_Opdrachten_:
1) Geef het deel van de brontekst van "Verder is nog" tot en met "energieneutraal te maken." opnieuw weer, maar vervang daarin alsjeblieft "woning" door "huis".
2) Zeg bij elk van de volgende beweringen of ze klopt volgens de brontekst. Geef telkens ja of nee en citeer de woorden uit de brontekst die de doorslag geven.
(a) De algemene regels in hoofdstuk 3 gelden voor het gehele plangebied.
(b) Overschrijdingen door ondergeschikte bouwdelen mogen hoogstens 2 m bedragen.
(c) Legaal ontstane bouwwerken die niet aan de beheersverordening voldoen, zijn niet toegestaan.

Waterstaat - Waterlopen
Evenwijdig aan de zogenaamde A-watergangen bevinden zich de zogenaamde keurzones. Deze zones zijn aangeduid omdat de Keur van het waterschap (de waterschapsverordening) voor deze gronden ook (net als deze beheersverordening) regels bevat voor het uitvoeren van bouwwerkzaamheden en overige werkzaamheden.
In hoofdstuk 3 van deze beheersverordening zijn algemene regels opgenomen die gelden voor het gehele plangebied. Hieronder worden deze regels kort besproken:
Anti dubbeltelregel
Deze regel voorziet erin dat indien gronden ooit zijn gebruikt voor het bepalen van bijvoorbeeld de maximaal toegestane oppervlakte aan bebouwing, deze gronden op een later moment en voor een ander perceel (bijvoorbeeld na verkoop) niet nogmaal kunnen worden gebruikt voor het bepalen van de maximaal toegestane oppervlakte aan bebouwing.
Algemene bouwregels
In dit artikel zijn 3 regelingen opgenomen. Een regeling met betrekking tot ondergeschikte bouwdelen die stelt dat:
Met dien verstande dat de overschrijdingen van de bouw-, aanduidingsgrenzen en hoogte niet meer dan 1 m mag bedragen.
Verder is nog een regeling opgenomen met betrekking tot bouwwerkzaamheden die in verband staan met de brochure Stroomversnelling Nederland zoals die in de bijlage bij de regeling is opgenomen. Deze bouwwerkzaamheden hebben tot doel om een woning door middel van dak en/of gevelisolatie energieneutraal te maken.
Tot slot is onder de algemene bouwregels een bepaling opgenomen die regelt dat legaal ontstane bouwwerken die niet voldoen aan deze beheersverordening (bijvoorbeeld als het gaat om situering of maatvoering), toch zijn toegestaan.
Algemene aanduidingsregels
Dit betreffen de zones aangrenzend aan de dijk. Verwezen wordt naar het gestelde bij de gebiedsregel Waterstaat - Waterkering.

_Getoond materiaal_:
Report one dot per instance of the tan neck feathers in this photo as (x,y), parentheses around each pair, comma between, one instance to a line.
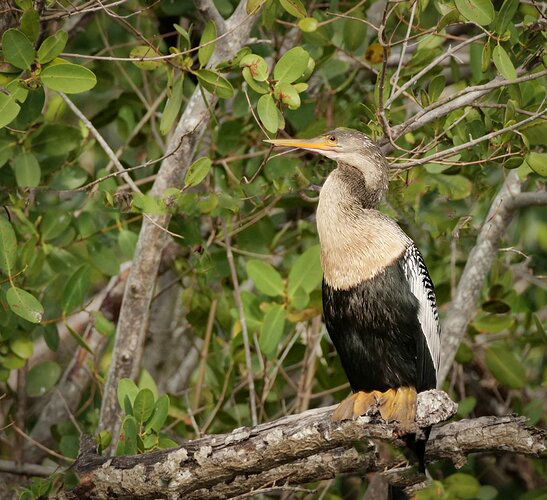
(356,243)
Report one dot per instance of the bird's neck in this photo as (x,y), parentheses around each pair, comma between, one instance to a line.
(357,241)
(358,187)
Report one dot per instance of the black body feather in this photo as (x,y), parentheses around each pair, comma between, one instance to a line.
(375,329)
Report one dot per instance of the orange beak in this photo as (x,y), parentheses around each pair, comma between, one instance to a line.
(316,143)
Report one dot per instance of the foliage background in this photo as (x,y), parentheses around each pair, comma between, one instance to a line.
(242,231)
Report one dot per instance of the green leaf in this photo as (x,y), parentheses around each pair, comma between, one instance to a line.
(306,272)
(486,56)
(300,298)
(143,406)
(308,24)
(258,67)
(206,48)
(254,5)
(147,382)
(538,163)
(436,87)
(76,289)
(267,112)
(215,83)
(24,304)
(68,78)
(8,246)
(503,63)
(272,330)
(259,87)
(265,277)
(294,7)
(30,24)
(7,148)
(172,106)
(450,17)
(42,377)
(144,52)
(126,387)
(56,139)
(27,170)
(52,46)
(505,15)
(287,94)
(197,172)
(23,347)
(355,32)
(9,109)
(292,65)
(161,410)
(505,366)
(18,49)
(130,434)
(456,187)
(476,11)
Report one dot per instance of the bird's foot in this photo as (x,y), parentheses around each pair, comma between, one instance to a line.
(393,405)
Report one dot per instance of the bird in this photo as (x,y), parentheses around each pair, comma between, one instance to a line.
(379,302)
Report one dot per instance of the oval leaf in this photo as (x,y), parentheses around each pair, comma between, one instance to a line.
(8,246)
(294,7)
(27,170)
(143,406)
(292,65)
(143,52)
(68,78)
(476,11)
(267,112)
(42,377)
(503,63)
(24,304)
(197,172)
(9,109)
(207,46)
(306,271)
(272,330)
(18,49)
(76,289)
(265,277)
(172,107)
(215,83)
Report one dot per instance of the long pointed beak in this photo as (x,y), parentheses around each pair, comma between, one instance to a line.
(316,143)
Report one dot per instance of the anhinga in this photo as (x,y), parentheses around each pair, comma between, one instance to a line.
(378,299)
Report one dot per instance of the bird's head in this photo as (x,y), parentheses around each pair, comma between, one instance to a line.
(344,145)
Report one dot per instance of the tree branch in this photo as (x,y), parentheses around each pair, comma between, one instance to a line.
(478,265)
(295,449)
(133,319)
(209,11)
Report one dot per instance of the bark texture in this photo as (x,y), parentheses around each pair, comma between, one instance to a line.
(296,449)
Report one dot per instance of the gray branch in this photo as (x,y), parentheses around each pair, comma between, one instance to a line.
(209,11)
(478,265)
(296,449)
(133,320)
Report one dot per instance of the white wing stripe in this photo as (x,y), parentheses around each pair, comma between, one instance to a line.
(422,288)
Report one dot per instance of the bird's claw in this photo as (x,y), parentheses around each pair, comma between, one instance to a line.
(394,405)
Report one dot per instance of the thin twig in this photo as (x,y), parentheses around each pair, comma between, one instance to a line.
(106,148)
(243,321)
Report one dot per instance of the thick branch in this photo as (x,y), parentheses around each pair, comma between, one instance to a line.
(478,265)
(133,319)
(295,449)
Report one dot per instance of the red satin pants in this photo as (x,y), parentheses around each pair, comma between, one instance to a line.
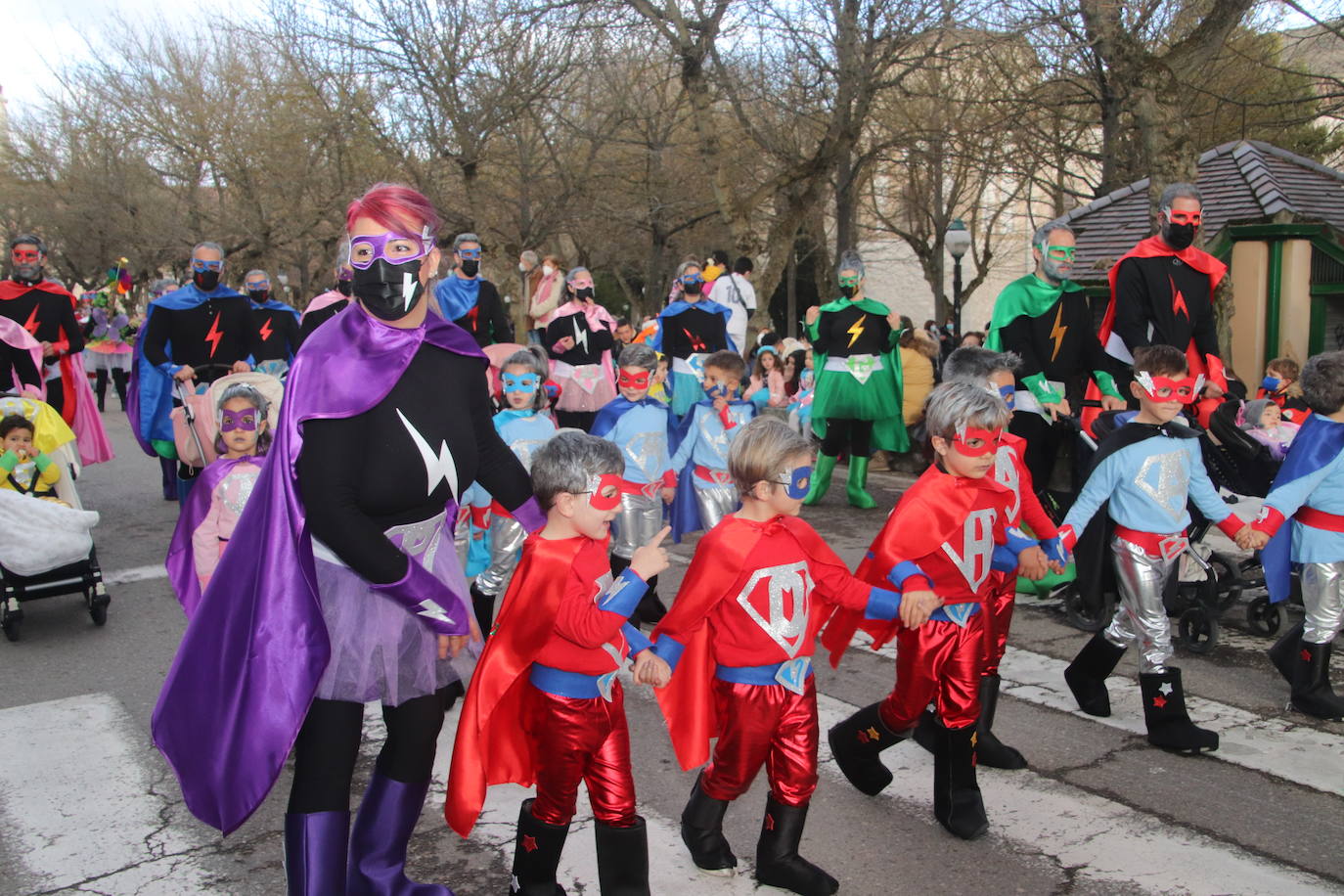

_Antwoorden_:
1)
Verder is nog een regeling opgenomen met betrekking tot bouwwerkzaamheden die in verband staan met de brochure Stroomversnelling Nederland zoals die in de bijlage bij de regeling is opgenomen. Deze bouwwerkzaamheden hebben tot doel om een huis door middel van dak en/of gevelisolatie energieneutraal te maken.

2)
(a) Ja: "algemene regels opgenomen die gelden voor het gehele plangebied"
(b) Nee: "niet meer dan 1 m mag bedragen"
(c) Nee: "toch zijn toegestaan"